= Source extract =
::::
Project Gutenberg Australia
- Website type: Digital library
- Available in: English
- Website: gutenberg.net.au
- Commercial: No
- Launched: 2001
- Current status: Online

= Project Gutenberg Australia =

Online digital book library

Project Gutenberg Australia, abbreviated as PGA, is an Internet site which was founded in 2001 by Colin Choat. It is a sister site of Project Gutenberg, though there is no formal relationship between the two organizations. The site hosts free ebooks or e-texts which are in the public domain in Australia. Volunteers have prepared and submitted the ebooks.

To complement the extensive amount of original source material available in the form of ebooks, a great deal of information about the history and the exploration of Australia is provided, together with a "Library of Australiana", a list of ebooks available about Australia or written by Australians.
::::
= To do =
1) From the Project Gutenberg Australia entry, reproduce word for word the passage that opens with the words containing "To complement the" and closes with "written by Australians.".
2) Answer these questions using the Project Gutenberg Australia entry.
(a) Who founded Project Gutenberg Australia?
(b) What website address is given for it?
(c) What does the "Library of Australiana" list?
::::
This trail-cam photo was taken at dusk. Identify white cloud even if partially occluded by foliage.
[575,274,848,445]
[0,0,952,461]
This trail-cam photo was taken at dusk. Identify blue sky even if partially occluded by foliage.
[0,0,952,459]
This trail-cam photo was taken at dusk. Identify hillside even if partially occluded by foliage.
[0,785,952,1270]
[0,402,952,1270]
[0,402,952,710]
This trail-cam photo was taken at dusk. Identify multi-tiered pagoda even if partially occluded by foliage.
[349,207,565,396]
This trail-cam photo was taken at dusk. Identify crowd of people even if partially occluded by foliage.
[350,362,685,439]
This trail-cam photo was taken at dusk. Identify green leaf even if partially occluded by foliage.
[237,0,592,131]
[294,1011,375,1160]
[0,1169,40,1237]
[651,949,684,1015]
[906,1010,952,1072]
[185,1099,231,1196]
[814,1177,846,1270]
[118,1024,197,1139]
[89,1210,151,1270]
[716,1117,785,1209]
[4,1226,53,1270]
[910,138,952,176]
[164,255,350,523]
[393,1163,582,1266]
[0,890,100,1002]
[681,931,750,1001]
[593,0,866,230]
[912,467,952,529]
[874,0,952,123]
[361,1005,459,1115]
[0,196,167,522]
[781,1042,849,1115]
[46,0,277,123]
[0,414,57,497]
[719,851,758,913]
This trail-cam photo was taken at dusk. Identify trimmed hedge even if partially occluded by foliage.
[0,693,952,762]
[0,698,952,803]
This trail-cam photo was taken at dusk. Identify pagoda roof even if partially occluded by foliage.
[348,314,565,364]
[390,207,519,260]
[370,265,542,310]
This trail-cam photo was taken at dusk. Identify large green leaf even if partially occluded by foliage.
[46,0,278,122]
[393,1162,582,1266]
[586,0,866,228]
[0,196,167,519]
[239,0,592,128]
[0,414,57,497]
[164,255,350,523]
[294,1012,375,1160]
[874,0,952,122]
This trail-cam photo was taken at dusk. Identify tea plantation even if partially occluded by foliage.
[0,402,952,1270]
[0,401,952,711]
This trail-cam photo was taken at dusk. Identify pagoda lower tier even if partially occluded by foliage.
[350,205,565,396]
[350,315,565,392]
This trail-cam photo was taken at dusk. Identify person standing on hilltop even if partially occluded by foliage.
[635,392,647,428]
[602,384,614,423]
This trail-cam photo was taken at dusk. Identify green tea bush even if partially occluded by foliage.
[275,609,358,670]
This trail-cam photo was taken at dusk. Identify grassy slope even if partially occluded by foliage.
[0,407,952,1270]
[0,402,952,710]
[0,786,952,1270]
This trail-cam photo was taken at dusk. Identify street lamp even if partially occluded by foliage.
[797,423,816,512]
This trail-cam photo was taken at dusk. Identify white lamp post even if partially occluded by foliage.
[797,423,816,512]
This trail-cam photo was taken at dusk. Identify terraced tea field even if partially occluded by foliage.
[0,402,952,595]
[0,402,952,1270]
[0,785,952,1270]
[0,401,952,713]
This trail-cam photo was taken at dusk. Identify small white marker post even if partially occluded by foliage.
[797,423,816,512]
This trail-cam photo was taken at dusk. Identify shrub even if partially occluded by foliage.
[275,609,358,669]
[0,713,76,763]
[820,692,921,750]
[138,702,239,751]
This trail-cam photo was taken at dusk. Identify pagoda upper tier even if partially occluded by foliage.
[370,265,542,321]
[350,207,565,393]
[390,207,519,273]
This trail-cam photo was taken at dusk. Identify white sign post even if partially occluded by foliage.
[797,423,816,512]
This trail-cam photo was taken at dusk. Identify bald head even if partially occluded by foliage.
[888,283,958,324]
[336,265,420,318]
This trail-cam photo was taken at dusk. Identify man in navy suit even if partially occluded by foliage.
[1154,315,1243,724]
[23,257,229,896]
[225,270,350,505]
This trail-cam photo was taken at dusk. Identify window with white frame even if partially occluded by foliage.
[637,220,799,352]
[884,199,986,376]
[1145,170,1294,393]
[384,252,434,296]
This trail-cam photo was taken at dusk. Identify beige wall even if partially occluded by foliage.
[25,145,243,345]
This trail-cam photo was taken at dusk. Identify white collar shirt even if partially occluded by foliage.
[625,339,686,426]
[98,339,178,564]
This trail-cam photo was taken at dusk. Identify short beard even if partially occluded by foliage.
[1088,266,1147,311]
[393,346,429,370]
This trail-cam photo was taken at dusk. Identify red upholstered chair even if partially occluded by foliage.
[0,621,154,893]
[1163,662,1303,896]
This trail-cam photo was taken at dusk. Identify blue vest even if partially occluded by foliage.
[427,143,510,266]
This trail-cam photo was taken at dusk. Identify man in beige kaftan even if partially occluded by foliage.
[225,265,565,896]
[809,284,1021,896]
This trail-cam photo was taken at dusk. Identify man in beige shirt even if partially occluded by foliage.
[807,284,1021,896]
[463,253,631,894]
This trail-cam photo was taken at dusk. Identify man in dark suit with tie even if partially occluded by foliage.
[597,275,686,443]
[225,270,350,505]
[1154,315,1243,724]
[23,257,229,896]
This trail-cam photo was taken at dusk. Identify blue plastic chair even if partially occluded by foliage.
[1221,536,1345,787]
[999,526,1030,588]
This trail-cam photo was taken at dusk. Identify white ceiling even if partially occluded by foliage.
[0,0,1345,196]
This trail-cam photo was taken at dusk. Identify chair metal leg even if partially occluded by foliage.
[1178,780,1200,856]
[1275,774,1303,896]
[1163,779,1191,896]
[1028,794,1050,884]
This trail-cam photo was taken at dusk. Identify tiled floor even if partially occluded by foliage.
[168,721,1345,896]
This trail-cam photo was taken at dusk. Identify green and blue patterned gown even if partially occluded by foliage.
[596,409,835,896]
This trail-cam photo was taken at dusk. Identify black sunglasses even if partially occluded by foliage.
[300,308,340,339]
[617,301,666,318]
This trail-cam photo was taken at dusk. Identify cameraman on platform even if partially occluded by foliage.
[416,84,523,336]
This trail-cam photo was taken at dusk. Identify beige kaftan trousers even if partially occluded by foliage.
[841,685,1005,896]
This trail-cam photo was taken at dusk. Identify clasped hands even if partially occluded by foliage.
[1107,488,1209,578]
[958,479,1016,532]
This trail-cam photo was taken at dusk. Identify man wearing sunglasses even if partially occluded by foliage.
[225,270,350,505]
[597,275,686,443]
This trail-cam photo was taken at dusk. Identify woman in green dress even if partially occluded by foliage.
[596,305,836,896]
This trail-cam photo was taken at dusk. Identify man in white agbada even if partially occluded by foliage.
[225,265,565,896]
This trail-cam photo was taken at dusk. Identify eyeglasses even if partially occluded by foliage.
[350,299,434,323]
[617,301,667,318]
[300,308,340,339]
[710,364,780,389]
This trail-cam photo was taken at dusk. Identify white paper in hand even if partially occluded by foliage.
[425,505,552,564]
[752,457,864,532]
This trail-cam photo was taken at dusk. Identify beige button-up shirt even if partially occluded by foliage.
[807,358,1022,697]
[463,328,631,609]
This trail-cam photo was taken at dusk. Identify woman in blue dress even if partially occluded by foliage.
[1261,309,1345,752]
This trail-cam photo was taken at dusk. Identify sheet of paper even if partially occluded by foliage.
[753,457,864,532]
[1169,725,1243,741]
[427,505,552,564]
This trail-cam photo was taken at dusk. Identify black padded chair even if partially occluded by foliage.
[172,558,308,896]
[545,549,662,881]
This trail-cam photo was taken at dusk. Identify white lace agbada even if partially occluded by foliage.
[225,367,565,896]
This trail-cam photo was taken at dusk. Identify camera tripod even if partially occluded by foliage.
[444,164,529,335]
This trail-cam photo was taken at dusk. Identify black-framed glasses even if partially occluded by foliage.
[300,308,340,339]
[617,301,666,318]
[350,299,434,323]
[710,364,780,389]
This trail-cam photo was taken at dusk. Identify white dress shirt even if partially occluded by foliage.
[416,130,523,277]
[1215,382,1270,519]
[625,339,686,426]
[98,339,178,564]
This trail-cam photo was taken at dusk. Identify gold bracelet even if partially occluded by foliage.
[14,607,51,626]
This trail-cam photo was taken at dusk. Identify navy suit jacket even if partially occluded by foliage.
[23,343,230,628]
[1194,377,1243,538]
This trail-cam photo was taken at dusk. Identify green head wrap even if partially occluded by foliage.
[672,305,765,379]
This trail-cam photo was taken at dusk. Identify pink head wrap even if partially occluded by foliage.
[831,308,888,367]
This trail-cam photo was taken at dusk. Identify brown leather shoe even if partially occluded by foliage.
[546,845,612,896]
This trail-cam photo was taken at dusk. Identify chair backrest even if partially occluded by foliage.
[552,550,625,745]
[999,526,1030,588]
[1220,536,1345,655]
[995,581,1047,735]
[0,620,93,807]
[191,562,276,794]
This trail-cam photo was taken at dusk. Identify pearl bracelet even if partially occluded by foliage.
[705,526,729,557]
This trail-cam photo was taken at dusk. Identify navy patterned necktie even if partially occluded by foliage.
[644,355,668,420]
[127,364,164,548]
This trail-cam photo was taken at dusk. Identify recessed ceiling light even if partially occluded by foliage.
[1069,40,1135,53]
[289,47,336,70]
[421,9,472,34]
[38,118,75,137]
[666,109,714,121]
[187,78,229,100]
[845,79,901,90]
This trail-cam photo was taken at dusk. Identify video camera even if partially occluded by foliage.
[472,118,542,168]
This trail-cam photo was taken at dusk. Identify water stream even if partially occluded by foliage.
::::
= Task results =
1)
To complement the extensive amount of original source material available in the form of ebooks, a great deal of information about the history and the exploration of Australia is provided, together with a "Library of Australiana", a list of ebooks available about Australia or written by Australians.

2)
(a) Colin Choat
(b) gutenberg.net.au
(c) Ebooks available about Australia or written by Australians